Document section →
# # #

No speedup with torchvision.io and weird behavior with ConvertImageDtype

Hi,
I’ve been trying to use the new torchvision.io + torch.jit to speedup my data loading when I noticed some weird behavior: 1) transforms.Resize is slow (for upsampling) when combined with transforms.ConvertImageDtype, 2) io.read_image + transforms.ConvertImageDtype does not return the same output as read_with_pil and transforms.ToTensor.

Below is the code to test this for reproduction (excuse the formatting, it was done on a notebook). Also, I have a 64x64 RGB image called “1.jpg” in the same directory as this file:

import torch
import torchvision.transforms as T
import torch.nn as nn
from torch.utils.data import Dataset, DataLoader
from PIL import Image
from tqdm import tqdm
import torchvision.io as io

def pil_loader(path):
    with open(path, 'rb') as f:
        with Image.open(f) as img:
            return img.convert('RGB')

# # #

Dataset extract →
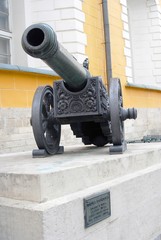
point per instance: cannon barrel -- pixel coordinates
(40, 41)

# # #

Exercises →
**1)** In the forum post about torchvision.io data loading, what size and type of image is "1.jpg"?
**2)** Carry the forum post about torchvision.io data loading forward from the end of its code.

Answers in order →
**1)** A 64x64 RGB image.

**2)**
        
def torch_loader(path):
    mode = io.ImageReadMode.RGB
    return io.read_image(path, mode)

class myDataset(Dataset):
    def __init__(self, num_images=10_000, aug=None, loader=pil_loader):
        self.aug = aug
        self.num_images = num_images
        self.img_path = "1.jpg"
        self.loader = loader
    
    def __len__(self):
        return self.num_images
    
    def __getitem__(self, idx):
        img = self.loader(self.img_path)
        if self.aug is not None:
            return self.aug(img)
        return img


img_size = 224
mean = (0.1, 0.1, 0.1)
std = (0.2, 0.2, 0.2)

aug1 = T.Compose([T.Resize((img_size, img_size)), T.ToTensor(), T.Normalize(mean, std)])
aug2 = T.Compose([T.ToTensor(), T.Resize((img_size, img_size)), T.Normalize(mean, std)])

aug3 = nn.Sequential(T.ConvertImageDtype(torch.float), T.Resize((img_size, img_size)), T.Normalize(mean, std))
aug4 = torch.jit.script(aug3)

d1 = myDataset(aug=aug1)
d2 = myDataset(aug=aug2)
d3 = myDataset(aug=aug3, loader=torch_loader)
d4 = myDataset(aug=aug4, loader=torch_loader)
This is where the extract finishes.